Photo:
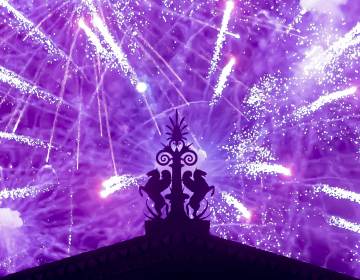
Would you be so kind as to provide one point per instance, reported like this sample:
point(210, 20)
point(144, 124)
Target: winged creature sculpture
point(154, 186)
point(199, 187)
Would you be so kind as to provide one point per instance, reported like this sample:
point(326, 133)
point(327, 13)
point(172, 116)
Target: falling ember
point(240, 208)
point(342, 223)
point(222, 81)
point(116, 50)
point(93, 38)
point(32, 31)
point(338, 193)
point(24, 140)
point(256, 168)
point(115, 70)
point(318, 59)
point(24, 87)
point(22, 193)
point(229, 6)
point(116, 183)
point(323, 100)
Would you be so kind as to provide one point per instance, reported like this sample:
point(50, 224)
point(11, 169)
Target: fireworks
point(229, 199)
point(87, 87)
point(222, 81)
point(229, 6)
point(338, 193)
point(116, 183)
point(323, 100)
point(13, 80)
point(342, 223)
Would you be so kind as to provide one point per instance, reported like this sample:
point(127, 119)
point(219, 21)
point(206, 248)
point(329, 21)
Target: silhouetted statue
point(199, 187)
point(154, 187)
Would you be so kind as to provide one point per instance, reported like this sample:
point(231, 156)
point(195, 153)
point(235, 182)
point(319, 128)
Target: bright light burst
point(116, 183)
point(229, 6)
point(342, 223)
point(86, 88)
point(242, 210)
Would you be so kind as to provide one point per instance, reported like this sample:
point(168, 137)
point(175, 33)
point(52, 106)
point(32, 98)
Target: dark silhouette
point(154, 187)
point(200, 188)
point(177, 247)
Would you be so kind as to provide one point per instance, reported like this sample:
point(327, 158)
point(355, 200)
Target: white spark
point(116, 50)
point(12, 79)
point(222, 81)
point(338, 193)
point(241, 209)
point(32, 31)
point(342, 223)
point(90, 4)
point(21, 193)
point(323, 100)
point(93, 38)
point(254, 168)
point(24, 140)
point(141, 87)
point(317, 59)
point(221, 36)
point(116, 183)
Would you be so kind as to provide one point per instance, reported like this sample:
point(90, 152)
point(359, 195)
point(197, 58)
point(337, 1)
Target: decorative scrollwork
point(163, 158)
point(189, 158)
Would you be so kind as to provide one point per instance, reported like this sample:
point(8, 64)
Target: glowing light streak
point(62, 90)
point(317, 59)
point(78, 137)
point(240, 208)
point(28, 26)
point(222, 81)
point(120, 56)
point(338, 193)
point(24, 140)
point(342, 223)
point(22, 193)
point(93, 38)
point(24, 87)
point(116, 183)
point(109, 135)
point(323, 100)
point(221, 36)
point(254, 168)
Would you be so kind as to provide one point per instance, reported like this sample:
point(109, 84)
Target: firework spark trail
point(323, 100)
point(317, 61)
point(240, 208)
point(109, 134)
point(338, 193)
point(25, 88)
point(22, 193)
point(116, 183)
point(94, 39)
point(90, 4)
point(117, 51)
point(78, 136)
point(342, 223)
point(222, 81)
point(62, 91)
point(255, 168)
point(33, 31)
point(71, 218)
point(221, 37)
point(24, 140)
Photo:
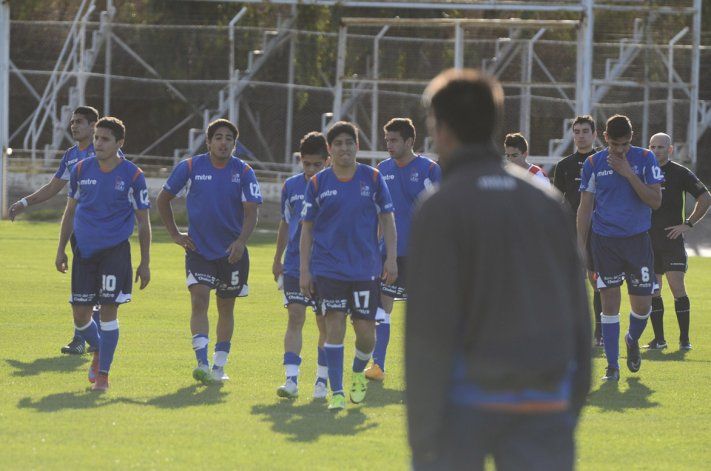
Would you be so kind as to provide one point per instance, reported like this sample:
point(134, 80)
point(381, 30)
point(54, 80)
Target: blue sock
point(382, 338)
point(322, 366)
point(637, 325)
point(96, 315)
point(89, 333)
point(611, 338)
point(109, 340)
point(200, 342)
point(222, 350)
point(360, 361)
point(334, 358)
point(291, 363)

=== What is needed ===
Write out exactly the lines above between the line with "point(327, 13)" and the line with "point(195, 153)", inclusive, and nothing beyond them.

=== Task result ===
point(327, 13)
point(172, 116)
Target: falling ember
point(240, 208)
point(342, 223)
point(222, 81)
point(116, 50)
point(93, 38)
point(32, 31)
point(338, 193)
point(24, 140)
point(256, 168)
point(115, 70)
point(318, 59)
point(24, 87)
point(22, 193)
point(229, 6)
point(116, 183)
point(323, 100)
Would you be so kind as to provide one point per instance, reported like this sample:
point(50, 224)
point(11, 169)
Target: fireworks
point(229, 199)
point(87, 87)
point(222, 81)
point(229, 6)
point(338, 193)
point(116, 183)
point(323, 100)
point(13, 80)
point(342, 223)
Would you be so kind as to provide one point per instance, reported like this sample:
point(127, 119)
point(219, 21)
point(206, 248)
point(329, 21)
Target: silhouetted statue
point(199, 187)
point(154, 187)
Would you be so kind as to provide one point per instance, reported like this sample:
point(231, 156)
point(195, 153)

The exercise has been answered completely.